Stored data

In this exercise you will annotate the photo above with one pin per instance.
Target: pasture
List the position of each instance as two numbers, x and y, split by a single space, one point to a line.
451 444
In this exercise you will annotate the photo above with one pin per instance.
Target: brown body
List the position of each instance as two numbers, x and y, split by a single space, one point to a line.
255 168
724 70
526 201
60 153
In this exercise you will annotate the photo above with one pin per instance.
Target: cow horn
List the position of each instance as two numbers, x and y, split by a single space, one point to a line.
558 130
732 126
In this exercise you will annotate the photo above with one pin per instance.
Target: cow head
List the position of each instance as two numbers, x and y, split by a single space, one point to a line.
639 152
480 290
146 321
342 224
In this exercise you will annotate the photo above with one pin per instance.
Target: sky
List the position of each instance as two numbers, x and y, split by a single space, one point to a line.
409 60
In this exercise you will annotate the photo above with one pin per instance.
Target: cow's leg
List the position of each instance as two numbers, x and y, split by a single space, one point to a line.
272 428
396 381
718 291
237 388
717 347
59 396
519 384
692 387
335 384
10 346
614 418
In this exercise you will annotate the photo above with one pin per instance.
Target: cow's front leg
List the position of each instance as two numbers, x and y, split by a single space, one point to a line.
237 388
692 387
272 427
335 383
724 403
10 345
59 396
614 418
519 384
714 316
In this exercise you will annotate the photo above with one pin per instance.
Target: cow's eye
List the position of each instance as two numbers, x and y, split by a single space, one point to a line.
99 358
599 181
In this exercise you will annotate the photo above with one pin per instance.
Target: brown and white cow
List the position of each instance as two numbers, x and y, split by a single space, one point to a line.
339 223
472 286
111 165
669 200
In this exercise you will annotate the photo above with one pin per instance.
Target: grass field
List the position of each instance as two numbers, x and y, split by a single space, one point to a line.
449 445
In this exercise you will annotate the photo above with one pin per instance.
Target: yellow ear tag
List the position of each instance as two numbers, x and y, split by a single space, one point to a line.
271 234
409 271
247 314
==
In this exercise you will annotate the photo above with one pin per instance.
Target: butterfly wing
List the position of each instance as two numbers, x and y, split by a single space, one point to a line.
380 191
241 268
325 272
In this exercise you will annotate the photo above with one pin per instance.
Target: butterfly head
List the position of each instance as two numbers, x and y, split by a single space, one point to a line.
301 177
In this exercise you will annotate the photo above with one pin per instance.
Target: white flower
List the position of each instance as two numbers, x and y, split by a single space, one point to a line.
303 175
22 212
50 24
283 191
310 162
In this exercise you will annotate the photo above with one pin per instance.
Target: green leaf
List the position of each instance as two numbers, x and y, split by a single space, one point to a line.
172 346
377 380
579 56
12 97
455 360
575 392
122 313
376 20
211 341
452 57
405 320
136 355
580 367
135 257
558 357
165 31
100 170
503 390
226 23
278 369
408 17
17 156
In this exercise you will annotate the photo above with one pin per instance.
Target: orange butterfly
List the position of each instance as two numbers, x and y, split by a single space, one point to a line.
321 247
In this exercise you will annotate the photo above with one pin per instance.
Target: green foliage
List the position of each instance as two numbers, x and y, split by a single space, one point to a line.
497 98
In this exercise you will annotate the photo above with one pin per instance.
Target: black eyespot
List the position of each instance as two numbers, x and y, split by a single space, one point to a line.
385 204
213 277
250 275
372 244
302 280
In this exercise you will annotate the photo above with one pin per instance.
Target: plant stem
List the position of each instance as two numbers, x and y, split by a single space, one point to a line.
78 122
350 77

#### What you should do
Gather every line of the data that contains the string "butterfly", and copy each one. Treat uppercase and lowercase letters as different.

#### Solution below
Target: butterfly wing
Target: butterfly head
Target: orange butterfly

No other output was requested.